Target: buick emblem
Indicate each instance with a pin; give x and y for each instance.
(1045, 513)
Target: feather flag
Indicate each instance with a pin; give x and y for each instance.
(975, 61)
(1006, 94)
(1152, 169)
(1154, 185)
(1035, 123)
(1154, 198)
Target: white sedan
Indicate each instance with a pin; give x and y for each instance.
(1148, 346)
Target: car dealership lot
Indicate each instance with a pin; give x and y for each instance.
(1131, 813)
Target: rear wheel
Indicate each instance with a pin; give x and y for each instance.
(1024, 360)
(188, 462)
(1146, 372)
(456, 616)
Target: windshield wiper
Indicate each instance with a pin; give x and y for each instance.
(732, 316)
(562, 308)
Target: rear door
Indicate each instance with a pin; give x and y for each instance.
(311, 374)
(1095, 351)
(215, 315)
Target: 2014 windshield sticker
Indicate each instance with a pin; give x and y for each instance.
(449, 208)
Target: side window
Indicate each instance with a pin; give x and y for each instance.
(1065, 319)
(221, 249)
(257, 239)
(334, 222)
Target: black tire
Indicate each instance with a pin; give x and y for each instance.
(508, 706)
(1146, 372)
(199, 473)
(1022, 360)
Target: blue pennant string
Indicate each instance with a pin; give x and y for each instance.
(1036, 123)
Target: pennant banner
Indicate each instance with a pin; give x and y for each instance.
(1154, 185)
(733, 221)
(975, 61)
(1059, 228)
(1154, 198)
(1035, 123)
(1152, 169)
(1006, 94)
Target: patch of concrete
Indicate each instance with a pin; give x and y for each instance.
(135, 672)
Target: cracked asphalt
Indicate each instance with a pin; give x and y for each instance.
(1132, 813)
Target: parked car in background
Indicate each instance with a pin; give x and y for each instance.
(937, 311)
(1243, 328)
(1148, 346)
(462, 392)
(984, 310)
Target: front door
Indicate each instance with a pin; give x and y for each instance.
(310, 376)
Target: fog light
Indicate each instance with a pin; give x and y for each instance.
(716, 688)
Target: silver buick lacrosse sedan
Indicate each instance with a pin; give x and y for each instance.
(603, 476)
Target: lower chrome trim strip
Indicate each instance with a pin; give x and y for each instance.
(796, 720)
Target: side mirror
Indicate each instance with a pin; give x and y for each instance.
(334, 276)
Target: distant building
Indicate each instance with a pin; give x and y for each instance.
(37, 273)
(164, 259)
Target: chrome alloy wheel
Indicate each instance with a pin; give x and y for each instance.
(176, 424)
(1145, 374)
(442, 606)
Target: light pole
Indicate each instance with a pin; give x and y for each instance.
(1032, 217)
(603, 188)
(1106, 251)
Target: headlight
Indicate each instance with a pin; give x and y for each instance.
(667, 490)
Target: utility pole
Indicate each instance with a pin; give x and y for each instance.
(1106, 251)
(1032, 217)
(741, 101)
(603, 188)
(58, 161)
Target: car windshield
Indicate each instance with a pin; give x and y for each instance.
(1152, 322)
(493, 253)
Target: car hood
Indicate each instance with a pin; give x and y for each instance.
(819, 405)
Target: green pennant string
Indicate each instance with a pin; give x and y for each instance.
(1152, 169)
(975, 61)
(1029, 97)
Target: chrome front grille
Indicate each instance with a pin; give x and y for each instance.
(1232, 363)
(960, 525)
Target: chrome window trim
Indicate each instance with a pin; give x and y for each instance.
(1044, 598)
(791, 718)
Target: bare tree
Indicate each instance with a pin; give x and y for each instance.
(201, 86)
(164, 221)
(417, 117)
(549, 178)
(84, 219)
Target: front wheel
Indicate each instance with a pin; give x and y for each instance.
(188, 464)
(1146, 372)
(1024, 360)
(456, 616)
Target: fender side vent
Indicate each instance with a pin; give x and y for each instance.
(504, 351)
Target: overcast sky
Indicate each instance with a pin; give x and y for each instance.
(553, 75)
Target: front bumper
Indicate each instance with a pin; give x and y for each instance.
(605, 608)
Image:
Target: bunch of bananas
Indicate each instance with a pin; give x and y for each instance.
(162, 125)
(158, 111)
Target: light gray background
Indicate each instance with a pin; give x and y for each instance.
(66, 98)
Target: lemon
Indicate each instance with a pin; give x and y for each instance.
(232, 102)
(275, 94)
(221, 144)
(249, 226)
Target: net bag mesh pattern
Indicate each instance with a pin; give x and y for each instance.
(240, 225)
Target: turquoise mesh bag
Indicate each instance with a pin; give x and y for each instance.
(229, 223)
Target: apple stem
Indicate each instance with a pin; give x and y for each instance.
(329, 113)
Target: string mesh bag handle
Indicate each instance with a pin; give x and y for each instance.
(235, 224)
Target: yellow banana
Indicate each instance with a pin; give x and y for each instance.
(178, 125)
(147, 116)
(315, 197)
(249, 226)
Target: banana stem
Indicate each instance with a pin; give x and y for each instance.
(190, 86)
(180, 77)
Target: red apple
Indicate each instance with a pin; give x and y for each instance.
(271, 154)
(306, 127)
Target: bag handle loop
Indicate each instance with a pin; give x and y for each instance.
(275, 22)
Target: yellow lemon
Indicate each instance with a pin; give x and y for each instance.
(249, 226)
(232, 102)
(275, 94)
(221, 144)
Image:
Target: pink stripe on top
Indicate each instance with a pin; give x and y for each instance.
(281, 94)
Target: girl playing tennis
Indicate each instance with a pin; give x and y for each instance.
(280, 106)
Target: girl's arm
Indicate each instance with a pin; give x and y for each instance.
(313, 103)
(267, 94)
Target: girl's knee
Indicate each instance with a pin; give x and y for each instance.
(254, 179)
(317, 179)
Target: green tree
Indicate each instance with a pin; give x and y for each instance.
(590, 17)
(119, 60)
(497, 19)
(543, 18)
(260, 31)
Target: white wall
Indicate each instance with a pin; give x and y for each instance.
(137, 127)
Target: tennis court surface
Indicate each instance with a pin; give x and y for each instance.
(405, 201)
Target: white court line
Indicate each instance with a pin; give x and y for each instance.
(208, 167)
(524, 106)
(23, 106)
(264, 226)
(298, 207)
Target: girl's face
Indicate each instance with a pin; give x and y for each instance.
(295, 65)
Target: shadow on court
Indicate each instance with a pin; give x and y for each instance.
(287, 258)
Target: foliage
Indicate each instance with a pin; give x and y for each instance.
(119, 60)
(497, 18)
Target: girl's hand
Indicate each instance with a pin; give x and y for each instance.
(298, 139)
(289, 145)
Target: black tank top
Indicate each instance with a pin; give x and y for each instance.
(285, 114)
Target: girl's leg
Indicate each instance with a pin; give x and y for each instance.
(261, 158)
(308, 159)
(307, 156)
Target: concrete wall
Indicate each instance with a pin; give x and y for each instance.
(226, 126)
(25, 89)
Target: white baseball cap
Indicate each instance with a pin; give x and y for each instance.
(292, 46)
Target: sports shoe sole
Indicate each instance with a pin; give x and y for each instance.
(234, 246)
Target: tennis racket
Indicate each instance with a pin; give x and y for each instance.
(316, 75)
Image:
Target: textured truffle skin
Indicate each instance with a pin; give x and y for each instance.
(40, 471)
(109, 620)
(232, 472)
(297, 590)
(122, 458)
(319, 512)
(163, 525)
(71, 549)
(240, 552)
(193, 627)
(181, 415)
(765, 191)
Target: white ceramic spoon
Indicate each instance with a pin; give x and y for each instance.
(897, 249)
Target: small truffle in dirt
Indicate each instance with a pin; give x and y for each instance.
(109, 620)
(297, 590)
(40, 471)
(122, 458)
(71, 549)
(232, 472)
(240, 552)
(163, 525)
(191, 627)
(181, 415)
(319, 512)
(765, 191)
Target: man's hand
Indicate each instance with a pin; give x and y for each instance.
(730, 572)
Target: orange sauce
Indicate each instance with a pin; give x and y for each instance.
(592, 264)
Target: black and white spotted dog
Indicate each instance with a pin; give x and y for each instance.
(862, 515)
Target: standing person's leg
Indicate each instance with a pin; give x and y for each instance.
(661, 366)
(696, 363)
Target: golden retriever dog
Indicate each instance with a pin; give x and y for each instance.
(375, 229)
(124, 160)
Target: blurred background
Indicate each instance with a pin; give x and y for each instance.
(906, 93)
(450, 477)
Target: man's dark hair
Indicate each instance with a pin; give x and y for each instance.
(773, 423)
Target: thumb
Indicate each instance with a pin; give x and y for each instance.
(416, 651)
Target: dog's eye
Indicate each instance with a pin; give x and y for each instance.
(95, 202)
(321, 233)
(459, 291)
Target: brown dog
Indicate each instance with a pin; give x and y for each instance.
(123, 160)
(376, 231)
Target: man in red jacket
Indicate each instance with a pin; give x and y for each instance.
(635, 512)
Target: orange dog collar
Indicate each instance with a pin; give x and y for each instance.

+ + + + + + +

Your assignment >> Match on "side": copy every line in the records that has it.

Exercise result >>
Target: side window
Target: side mirror
Target: fender side vent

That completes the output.